* WORK REQUIRED *
Please print, word for word, every line from the one that contains "shoulder in this photo, one line per instance." through the last line of the records, and nothing else.

* TASK INPUTS *
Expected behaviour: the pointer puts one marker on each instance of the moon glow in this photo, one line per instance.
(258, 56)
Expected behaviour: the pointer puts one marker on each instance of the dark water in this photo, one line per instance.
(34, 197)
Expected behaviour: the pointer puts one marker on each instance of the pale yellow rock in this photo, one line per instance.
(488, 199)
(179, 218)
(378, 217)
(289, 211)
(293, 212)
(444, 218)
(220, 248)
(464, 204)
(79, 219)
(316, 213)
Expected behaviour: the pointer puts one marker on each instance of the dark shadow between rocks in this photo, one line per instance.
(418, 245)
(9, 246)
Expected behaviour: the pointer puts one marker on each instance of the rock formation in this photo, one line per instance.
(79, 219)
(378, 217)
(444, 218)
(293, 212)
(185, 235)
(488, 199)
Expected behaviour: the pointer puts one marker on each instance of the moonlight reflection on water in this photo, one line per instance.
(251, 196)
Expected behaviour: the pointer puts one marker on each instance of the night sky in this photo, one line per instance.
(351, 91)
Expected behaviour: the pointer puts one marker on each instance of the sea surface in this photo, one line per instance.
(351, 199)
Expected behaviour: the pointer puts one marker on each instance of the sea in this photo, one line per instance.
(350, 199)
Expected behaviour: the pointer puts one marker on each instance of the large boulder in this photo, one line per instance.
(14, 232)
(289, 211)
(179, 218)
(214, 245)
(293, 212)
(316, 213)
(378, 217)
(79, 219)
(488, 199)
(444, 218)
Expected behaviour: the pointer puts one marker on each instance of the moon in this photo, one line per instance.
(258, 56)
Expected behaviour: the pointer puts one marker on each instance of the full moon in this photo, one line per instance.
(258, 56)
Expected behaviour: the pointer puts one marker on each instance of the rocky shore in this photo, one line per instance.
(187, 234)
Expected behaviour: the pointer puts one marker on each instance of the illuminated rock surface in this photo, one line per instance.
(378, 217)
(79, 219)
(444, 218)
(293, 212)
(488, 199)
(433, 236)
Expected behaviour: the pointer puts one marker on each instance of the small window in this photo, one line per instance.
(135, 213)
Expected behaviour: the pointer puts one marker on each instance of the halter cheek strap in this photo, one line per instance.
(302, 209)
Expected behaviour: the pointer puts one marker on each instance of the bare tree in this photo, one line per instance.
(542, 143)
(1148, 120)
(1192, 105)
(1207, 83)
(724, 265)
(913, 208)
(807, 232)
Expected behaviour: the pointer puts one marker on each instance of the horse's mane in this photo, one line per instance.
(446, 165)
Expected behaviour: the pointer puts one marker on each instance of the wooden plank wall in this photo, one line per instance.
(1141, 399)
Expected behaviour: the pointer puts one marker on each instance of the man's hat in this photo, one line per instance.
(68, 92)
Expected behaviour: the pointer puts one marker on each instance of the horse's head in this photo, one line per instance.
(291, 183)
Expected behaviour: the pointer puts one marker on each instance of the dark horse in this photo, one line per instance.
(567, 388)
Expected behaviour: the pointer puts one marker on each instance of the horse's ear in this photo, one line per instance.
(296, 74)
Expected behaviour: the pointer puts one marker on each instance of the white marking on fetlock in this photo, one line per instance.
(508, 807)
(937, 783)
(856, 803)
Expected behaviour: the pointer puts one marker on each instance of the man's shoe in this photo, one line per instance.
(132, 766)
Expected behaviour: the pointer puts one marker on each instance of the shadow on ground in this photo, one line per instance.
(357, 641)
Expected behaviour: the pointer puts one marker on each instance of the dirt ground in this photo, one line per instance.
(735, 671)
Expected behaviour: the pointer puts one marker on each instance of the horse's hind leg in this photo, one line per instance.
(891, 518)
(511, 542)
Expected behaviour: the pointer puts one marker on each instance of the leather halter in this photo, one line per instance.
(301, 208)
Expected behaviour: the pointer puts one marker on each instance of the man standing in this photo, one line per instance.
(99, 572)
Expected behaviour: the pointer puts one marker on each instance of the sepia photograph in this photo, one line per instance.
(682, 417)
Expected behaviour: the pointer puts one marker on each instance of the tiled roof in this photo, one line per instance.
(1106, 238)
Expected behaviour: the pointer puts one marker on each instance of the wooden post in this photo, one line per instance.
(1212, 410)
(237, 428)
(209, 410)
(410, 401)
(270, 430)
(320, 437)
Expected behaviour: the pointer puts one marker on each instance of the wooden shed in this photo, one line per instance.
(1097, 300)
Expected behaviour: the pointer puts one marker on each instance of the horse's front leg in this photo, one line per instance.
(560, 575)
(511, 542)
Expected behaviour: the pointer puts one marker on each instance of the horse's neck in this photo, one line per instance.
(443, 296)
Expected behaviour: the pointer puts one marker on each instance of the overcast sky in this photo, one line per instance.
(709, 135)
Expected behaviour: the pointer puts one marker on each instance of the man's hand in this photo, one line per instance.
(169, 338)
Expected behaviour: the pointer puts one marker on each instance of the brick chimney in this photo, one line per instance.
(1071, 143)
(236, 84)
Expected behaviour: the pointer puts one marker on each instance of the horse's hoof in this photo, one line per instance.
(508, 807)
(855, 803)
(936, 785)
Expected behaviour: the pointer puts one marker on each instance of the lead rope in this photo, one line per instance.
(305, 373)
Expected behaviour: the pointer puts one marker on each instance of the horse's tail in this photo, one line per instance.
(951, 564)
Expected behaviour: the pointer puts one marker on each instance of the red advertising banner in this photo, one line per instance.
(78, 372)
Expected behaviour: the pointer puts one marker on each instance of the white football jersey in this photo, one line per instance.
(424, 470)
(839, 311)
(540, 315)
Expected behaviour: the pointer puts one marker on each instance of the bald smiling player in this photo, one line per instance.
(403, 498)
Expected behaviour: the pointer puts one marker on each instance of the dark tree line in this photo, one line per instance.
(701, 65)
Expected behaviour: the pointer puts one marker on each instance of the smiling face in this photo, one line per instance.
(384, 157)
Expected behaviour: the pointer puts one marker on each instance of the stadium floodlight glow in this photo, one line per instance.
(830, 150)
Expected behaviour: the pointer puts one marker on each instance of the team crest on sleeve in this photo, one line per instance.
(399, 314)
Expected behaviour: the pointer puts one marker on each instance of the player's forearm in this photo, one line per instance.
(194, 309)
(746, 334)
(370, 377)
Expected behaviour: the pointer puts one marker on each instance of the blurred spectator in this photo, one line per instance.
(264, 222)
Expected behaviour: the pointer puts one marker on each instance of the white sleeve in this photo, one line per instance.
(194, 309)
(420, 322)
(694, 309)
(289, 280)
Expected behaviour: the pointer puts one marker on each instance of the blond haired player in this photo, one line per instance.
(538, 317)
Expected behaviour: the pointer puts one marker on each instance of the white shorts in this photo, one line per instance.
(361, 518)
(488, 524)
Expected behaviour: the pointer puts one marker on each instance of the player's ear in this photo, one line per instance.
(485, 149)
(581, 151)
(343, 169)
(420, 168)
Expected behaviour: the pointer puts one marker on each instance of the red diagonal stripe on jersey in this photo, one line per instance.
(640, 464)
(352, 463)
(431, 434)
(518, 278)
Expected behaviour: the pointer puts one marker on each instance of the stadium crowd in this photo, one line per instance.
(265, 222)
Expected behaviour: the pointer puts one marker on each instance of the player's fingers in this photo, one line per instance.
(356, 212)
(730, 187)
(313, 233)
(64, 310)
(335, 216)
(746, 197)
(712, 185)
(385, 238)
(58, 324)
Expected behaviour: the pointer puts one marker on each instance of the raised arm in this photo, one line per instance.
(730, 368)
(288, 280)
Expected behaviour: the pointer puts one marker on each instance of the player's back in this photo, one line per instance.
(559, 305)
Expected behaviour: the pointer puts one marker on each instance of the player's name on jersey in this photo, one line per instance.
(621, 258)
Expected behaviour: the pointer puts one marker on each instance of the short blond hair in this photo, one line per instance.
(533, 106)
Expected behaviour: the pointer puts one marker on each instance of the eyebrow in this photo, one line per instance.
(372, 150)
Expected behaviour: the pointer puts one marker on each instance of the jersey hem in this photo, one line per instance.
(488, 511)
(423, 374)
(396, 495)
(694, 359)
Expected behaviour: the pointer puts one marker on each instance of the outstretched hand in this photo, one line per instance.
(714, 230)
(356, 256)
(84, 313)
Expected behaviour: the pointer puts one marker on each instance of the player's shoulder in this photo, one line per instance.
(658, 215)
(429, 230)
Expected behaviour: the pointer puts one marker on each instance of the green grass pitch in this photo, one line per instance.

* ANSWER SPACE *
Expected behaviour: the pointer puts one marker on each instance of the player's shoulder in this photo, one line per instance.
(658, 215)
(429, 230)
Expected behaviour: the pointer puts one marker on each instance of the green grass pitch in this photo, one line per instance.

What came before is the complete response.